— BEGIN Exercise material —

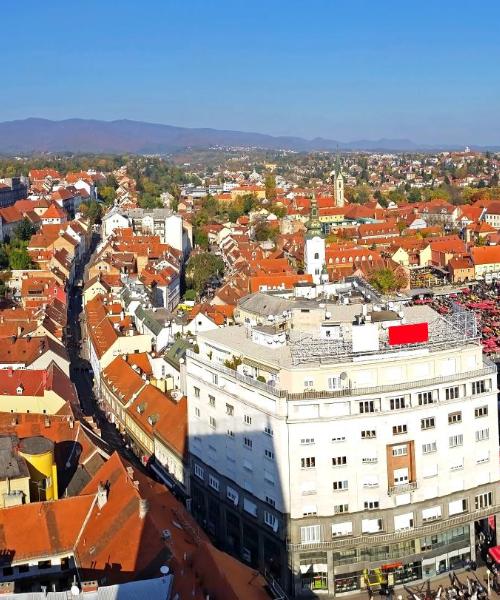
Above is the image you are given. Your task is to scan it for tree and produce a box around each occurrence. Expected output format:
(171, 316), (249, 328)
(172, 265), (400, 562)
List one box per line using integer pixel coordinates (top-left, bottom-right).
(186, 252), (224, 295)
(254, 221), (278, 242)
(0, 245), (9, 271)
(80, 200), (102, 224)
(14, 217), (36, 242)
(368, 267), (407, 294)
(408, 188), (422, 203)
(137, 192), (163, 208)
(193, 227), (208, 250)
(99, 185), (116, 206)
(264, 173), (276, 202)
(9, 246), (34, 271)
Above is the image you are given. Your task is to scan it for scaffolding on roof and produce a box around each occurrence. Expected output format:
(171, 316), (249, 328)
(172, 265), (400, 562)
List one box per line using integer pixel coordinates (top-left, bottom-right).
(290, 310), (480, 365)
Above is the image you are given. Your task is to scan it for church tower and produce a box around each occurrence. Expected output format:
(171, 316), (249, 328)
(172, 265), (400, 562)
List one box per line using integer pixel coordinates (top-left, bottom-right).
(304, 195), (325, 284)
(333, 155), (345, 208)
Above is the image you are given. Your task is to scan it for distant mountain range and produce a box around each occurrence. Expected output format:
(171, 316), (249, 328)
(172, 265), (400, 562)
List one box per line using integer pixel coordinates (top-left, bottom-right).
(0, 118), (499, 154)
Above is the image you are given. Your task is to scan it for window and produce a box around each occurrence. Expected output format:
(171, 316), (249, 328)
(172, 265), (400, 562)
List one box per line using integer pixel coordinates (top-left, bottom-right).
(422, 442), (437, 454)
(359, 400), (375, 413)
(264, 469), (275, 485)
(448, 411), (462, 425)
(420, 417), (436, 430)
(243, 498), (257, 517)
(392, 444), (408, 456)
(444, 385), (460, 400)
(266, 496), (276, 507)
(392, 425), (408, 435)
(389, 396), (406, 410)
(361, 519), (383, 533)
(393, 467), (409, 485)
(417, 392), (434, 406)
(300, 438), (314, 446)
(332, 521), (352, 538)
(449, 433), (464, 448)
(362, 475), (378, 487)
(472, 379), (486, 396)
(194, 464), (205, 479)
(333, 479), (349, 491)
(474, 492), (493, 510)
(302, 504), (318, 517)
(448, 498), (467, 517)
(264, 510), (278, 530)
(300, 456), (316, 469)
(208, 475), (219, 492)
(476, 427), (490, 442)
(474, 406), (488, 419)
(300, 525), (321, 544)
(326, 378), (342, 390)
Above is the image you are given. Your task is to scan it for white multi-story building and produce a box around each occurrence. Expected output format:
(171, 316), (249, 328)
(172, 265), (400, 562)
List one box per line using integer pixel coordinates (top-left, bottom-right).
(186, 290), (500, 597)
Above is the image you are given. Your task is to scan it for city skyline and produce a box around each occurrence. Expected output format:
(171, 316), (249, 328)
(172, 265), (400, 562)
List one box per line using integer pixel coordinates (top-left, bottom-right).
(0, 1), (500, 145)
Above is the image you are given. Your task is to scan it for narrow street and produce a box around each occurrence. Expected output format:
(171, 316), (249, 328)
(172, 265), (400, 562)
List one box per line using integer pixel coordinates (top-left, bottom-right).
(66, 233), (141, 460)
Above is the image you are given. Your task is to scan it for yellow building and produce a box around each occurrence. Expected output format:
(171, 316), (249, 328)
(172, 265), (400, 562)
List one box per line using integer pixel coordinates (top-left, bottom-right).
(19, 435), (58, 501)
(0, 435), (30, 508)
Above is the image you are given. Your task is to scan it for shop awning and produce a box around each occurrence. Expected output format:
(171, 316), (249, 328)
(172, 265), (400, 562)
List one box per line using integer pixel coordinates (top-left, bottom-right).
(488, 546), (500, 564)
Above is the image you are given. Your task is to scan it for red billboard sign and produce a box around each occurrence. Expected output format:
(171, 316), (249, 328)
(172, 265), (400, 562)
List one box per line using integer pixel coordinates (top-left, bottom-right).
(389, 323), (429, 346)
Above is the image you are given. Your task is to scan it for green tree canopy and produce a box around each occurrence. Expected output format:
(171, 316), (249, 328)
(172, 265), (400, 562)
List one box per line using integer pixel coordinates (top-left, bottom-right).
(186, 252), (224, 295)
(368, 267), (407, 294)
(14, 217), (36, 242)
(265, 173), (276, 202)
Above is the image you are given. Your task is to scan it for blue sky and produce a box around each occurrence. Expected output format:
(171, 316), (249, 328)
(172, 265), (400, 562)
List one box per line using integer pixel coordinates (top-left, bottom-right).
(0, 0), (500, 144)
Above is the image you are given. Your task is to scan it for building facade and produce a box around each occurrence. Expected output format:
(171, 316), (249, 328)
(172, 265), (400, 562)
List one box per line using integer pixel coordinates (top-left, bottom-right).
(186, 302), (500, 597)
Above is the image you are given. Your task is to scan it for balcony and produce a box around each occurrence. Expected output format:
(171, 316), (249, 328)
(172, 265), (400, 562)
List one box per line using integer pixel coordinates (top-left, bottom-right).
(287, 505), (500, 561)
(186, 350), (497, 409)
(387, 481), (418, 496)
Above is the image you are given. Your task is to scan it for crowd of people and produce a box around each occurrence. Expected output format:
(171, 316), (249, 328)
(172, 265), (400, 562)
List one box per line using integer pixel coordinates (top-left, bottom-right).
(414, 282), (500, 356)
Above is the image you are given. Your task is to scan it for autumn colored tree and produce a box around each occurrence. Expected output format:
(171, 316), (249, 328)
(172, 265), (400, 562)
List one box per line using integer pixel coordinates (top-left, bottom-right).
(368, 267), (408, 294)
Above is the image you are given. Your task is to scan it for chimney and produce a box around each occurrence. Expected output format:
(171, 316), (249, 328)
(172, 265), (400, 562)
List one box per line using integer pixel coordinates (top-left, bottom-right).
(97, 483), (108, 510)
(82, 580), (99, 594)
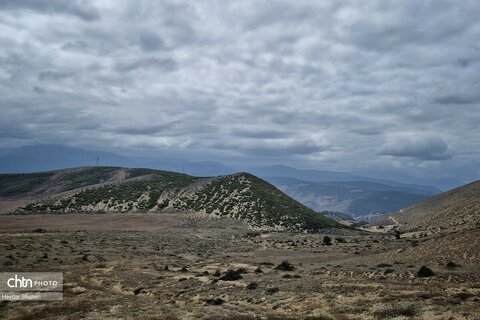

— END Exercise material —

§ Stated exercise
Copy every line of the entries from the line with "it for blue" up to and including the line with "(0, 0), (500, 144)", and increase each coordinate in the answer boxes by 14 while leaving the sample coordinates in the entry wording unchanged.

§ Task output
Above is the image you are given. Your task is to scan it for blue sky and produce a box around each occurrence. Expected output format:
(171, 316), (249, 328)
(172, 265), (400, 562)
List one box per line using integer pixel coordinates (top-left, bottom-right).
(14, 14), (514, 158)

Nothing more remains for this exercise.